## Start TASK INPUT

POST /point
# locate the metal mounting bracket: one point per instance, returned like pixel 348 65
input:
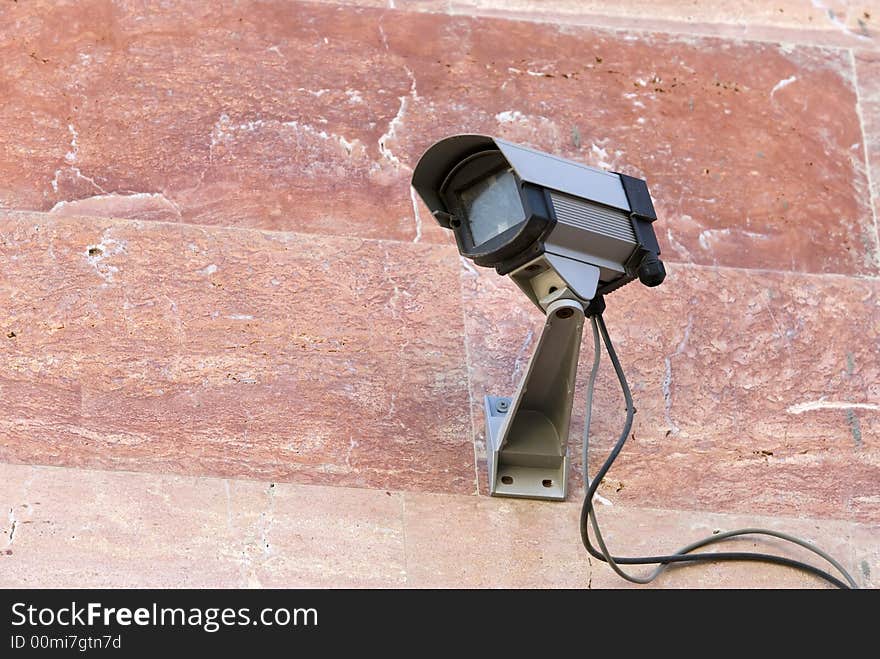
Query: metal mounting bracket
pixel 527 436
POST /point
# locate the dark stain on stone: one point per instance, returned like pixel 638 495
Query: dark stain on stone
pixel 855 427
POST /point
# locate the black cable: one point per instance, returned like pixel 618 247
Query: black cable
pixel 683 555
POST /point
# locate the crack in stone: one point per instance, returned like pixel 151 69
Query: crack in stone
pixel 667 378
pixel 13 525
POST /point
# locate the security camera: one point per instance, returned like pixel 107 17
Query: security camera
pixel 567 234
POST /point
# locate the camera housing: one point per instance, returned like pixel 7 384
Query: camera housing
pixel 567 234
pixel 508 205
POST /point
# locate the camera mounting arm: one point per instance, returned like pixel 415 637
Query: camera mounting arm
pixel 527 436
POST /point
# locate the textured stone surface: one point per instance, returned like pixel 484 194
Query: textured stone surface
pixel 137 530
pixel 752 150
pixel 214 351
pixel 832 21
pixel 755 391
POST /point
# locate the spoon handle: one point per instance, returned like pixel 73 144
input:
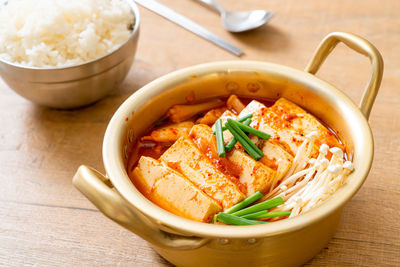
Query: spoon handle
pixel 214 5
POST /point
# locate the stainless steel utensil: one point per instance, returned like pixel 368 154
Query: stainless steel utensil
pixel 240 21
pixel 188 24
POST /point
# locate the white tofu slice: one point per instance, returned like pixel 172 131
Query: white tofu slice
pixel 254 175
pixel 172 191
pixel 277 158
pixel 185 157
pixel 224 117
pixel 291 123
pixel 170 132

## End TASK INPUT

▸ **PROBLEM TO WORK ON**
Rewrite all the rows above, swapping every "one point per instance" for "a single point for each instance" and leaving everything else untouched. Leave out the pictures.

▸ **THE COMPLETED TASK**
POST /point
# locate the metal mounting bracket: a single point for each instance, returned like pixel 348 65
input:
Query: metal mounting bracket
pixel 527 436
POST /point
# locate the dark stain on stone: a single point for each instance, returned like pixel 638 495
Query: dark stain on stone
pixel 855 427
POST /point
# locate the black cable: a single point for each instance, returned like pixel 618 247
Query: black cable
pixel 683 555
POST /point
# locate the crack in stone: a single point for each instance, returned like pixel 151 69
Query: crack in stone
pixel 667 378
pixel 13 525
POST /point
# locate the security camera: a single point for each instance, returned like pixel 107 17
Query: security camera
pixel 567 234
POST /point
# locate the camera housing: a single point for each instance, returned like pixel 7 384
Query: camera housing
pixel 567 234
pixel 508 205
POST /point
# locate the camera mounting arm: a single point for each instance, returned like pixel 415 637
Query: camera mounting arm
pixel 527 436
POST /point
# locate the textured stone surface: a single point for each instance, returned like pixel 484 194
Query: textured stone surface
pixel 137 530
pixel 752 150
pixel 214 351
pixel 832 21
pixel 755 391
POST /point
# locate the spoon handle: a single point for each instance, returned like pixel 73 144
input:
Query: spoon handle
pixel 214 5
POST /point
# locate the stainless steel utensil: a single point for each instance, returned like pixel 368 154
Query: stainless steel utensil
pixel 240 21
pixel 188 24
POST /point
# locate the white tofu slice: a single point for each instance, returned like pixel 172 131
Query: white tofu slice
pixel 254 175
pixel 172 191
pixel 277 158
pixel 185 157
pixel 224 117
pixel 291 123
pixel 170 132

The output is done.